### Data excerpts ###

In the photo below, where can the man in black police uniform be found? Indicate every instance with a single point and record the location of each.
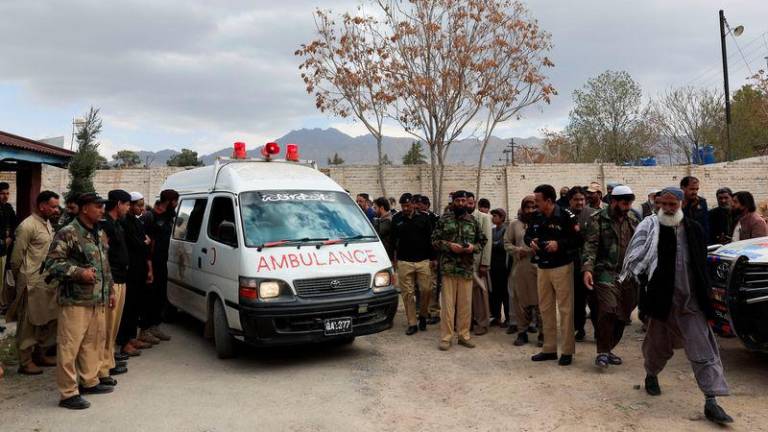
(553, 234)
(159, 226)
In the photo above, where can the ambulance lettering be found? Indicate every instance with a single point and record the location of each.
(315, 259)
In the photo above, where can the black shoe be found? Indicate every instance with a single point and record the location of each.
(652, 385)
(74, 402)
(118, 370)
(602, 361)
(522, 339)
(97, 389)
(715, 413)
(121, 357)
(108, 381)
(544, 357)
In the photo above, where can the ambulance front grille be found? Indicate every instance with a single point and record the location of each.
(330, 286)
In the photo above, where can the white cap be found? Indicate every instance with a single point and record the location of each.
(621, 190)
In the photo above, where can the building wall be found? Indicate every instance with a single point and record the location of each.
(503, 186)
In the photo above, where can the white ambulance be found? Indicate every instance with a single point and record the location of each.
(274, 252)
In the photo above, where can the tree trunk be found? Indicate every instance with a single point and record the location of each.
(433, 168)
(480, 166)
(381, 167)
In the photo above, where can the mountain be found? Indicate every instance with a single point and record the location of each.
(320, 144)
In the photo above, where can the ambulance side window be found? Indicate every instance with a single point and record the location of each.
(189, 219)
(221, 222)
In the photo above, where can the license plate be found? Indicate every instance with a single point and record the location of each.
(337, 326)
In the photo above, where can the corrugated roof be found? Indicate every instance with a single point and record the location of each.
(15, 141)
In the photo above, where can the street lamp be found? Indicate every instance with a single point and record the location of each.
(736, 32)
(77, 123)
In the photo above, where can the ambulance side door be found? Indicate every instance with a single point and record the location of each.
(186, 288)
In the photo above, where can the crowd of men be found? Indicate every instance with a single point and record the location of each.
(582, 255)
(87, 289)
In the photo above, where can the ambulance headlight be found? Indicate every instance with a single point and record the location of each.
(269, 289)
(382, 280)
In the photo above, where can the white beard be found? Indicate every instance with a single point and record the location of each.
(671, 220)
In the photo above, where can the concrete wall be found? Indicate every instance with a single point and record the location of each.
(504, 186)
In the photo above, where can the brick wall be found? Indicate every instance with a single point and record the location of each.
(504, 186)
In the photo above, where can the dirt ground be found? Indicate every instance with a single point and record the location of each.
(389, 382)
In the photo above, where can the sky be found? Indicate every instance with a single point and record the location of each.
(201, 74)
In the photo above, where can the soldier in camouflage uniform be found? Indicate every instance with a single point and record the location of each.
(605, 244)
(78, 260)
(456, 236)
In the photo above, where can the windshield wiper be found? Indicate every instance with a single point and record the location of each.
(286, 242)
(346, 240)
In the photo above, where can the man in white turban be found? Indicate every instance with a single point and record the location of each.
(669, 251)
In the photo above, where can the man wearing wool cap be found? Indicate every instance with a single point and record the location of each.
(670, 250)
(605, 244)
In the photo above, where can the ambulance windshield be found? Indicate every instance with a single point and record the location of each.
(272, 216)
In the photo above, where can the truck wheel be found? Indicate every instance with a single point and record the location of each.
(225, 343)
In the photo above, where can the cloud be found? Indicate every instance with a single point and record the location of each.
(199, 74)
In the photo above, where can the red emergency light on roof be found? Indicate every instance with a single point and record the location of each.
(269, 150)
(292, 152)
(239, 152)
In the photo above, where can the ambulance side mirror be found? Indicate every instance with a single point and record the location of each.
(228, 233)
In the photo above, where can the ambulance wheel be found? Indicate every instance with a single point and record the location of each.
(225, 343)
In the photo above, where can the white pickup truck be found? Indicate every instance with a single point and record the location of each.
(739, 273)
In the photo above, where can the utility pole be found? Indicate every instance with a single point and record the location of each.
(509, 152)
(725, 85)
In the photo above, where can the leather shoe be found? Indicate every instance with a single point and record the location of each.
(108, 381)
(97, 389)
(544, 357)
(139, 344)
(466, 343)
(715, 413)
(74, 402)
(522, 339)
(652, 385)
(30, 369)
(118, 370)
(602, 361)
(130, 350)
(121, 357)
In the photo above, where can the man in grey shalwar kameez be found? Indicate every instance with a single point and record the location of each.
(670, 250)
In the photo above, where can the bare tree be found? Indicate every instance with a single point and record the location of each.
(609, 121)
(447, 57)
(514, 79)
(686, 116)
(344, 68)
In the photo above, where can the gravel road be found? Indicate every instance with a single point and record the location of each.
(388, 382)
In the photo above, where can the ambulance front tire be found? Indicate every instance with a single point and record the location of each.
(225, 343)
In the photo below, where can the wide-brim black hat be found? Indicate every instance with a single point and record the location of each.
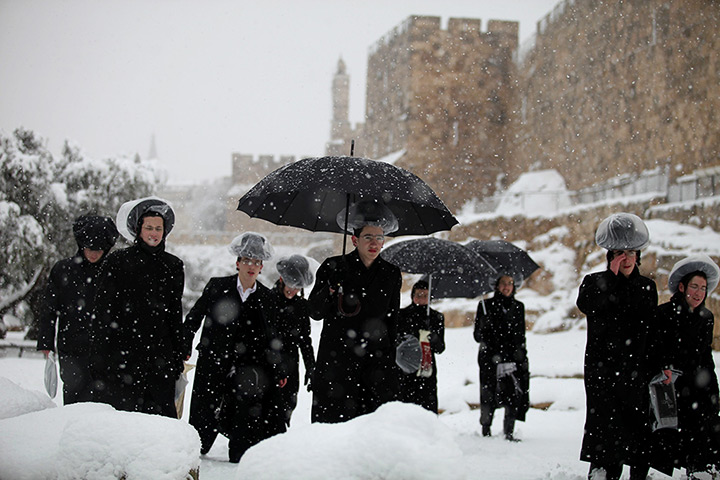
(131, 212)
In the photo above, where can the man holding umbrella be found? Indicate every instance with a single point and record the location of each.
(358, 297)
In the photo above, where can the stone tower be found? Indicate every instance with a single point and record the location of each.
(444, 97)
(340, 129)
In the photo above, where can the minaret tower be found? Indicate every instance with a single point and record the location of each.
(340, 124)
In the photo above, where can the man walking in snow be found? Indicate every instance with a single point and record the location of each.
(136, 335)
(236, 388)
(69, 300)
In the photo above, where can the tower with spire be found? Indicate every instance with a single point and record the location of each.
(341, 132)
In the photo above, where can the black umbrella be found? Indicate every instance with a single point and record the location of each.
(505, 257)
(311, 192)
(453, 270)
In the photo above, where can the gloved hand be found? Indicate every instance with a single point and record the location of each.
(308, 380)
(338, 273)
(408, 354)
(505, 368)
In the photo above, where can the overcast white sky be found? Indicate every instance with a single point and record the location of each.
(208, 78)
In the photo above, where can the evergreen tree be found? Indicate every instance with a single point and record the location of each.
(41, 196)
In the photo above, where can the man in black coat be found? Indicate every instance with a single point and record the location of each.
(293, 326)
(236, 387)
(136, 336)
(69, 300)
(502, 357)
(420, 387)
(358, 297)
(618, 303)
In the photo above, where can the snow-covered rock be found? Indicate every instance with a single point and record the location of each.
(15, 400)
(94, 441)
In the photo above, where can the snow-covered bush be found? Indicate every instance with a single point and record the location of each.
(40, 197)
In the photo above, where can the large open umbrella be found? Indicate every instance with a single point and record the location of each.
(311, 192)
(505, 257)
(453, 270)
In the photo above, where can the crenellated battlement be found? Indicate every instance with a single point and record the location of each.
(503, 33)
(249, 169)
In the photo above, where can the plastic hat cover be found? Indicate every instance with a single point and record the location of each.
(130, 213)
(368, 213)
(693, 263)
(95, 232)
(295, 271)
(622, 231)
(251, 245)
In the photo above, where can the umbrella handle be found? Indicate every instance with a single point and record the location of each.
(340, 309)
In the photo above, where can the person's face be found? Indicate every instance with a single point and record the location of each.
(506, 286)
(627, 264)
(420, 297)
(369, 242)
(695, 291)
(290, 292)
(152, 230)
(92, 256)
(248, 270)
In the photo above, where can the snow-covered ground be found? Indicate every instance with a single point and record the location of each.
(397, 442)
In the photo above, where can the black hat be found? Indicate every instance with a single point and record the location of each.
(95, 232)
(131, 213)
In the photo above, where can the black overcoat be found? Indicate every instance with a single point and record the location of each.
(293, 326)
(618, 311)
(68, 302)
(413, 388)
(500, 331)
(355, 371)
(136, 336)
(682, 340)
(252, 407)
(219, 307)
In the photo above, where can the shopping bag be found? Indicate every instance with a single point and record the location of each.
(51, 375)
(663, 401)
(425, 369)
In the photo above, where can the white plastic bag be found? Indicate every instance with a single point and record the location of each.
(425, 369)
(663, 401)
(51, 375)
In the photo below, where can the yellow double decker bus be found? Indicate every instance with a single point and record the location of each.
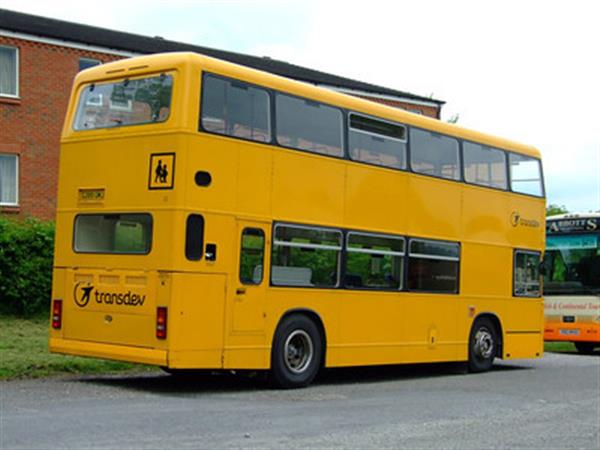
(211, 216)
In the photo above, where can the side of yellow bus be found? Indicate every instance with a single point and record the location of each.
(217, 321)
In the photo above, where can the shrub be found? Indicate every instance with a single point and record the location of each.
(26, 252)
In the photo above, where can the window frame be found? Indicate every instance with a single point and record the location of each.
(516, 252)
(17, 164)
(270, 108)
(17, 93)
(263, 250)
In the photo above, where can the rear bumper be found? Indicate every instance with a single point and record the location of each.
(109, 351)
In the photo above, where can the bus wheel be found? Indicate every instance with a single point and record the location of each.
(586, 348)
(483, 342)
(296, 353)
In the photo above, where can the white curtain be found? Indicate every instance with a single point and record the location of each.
(8, 71)
(8, 179)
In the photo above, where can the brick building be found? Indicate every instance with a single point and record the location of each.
(39, 58)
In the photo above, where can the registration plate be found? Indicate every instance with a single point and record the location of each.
(570, 332)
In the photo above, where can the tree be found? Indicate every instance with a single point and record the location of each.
(553, 209)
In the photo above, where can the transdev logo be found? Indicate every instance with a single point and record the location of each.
(85, 292)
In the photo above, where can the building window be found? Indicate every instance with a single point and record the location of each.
(9, 180)
(9, 71)
(86, 63)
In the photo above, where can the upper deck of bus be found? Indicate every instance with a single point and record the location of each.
(186, 68)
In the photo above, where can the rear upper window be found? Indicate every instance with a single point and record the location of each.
(308, 125)
(434, 154)
(113, 233)
(526, 175)
(127, 102)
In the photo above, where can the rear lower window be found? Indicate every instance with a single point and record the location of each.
(127, 102)
(113, 233)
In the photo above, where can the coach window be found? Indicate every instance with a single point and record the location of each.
(235, 109)
(9, 71)
(374, 261)
(305, 256)
(433, 266)
(525, 175)
(484, 165)
(308, 125)
(376, 141)
(434, 154)
(527, 274)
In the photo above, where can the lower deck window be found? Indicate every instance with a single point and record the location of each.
(113, 233)
(527, 274)
(374, 261)
(433, 266)
(305, 256)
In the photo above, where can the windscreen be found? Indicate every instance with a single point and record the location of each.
(126, 102)
(572, 264)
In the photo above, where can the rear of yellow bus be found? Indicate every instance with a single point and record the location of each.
(119, 226)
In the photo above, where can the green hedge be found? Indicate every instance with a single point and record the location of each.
(26, 252)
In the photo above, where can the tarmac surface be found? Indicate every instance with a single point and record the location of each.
(548, 403)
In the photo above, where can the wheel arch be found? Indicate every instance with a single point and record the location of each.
(312, 315)
(493, 317)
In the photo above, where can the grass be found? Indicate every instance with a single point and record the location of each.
(24, 353)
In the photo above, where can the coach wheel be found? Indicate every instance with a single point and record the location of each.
(586, 348)
(296, 353)
(483, 342)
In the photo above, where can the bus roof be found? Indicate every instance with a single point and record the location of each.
(165, 61)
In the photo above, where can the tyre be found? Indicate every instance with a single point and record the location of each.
(483, 345)
(586, 348)
(297, 352)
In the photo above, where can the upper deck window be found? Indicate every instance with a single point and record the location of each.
(308, 125)
(376, 141)
(484, 165)
(434, 154)
(525, 175)
(235, 109)
(128, 102)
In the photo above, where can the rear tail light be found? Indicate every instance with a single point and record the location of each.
(57, 314)
(161, 322)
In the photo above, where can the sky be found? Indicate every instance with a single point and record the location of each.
(525, 70)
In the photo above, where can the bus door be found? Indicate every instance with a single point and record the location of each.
(248, 313)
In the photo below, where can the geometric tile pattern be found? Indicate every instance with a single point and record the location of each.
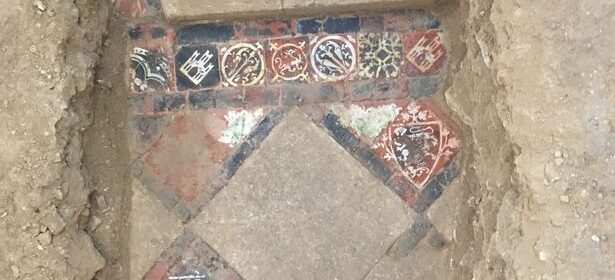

###

*What the task asks*
Pick out every line of the entries above that contains the word "side". Case counts.

*Response to this exercise*
In the photo above, where can the ambulance side window be found? Indicate every instance with a single point and record the location of each.
In the photo above, where can the ambulance side door be found? Indicate every instance with a single point and record the location of each.
In the photo above, where can the ambulance side mirror be found? Indicate every instance with a single point and record the location of each.
In the photo above, where can the side of yellow bus be found? Indicate every instance with a single point and record the location of each.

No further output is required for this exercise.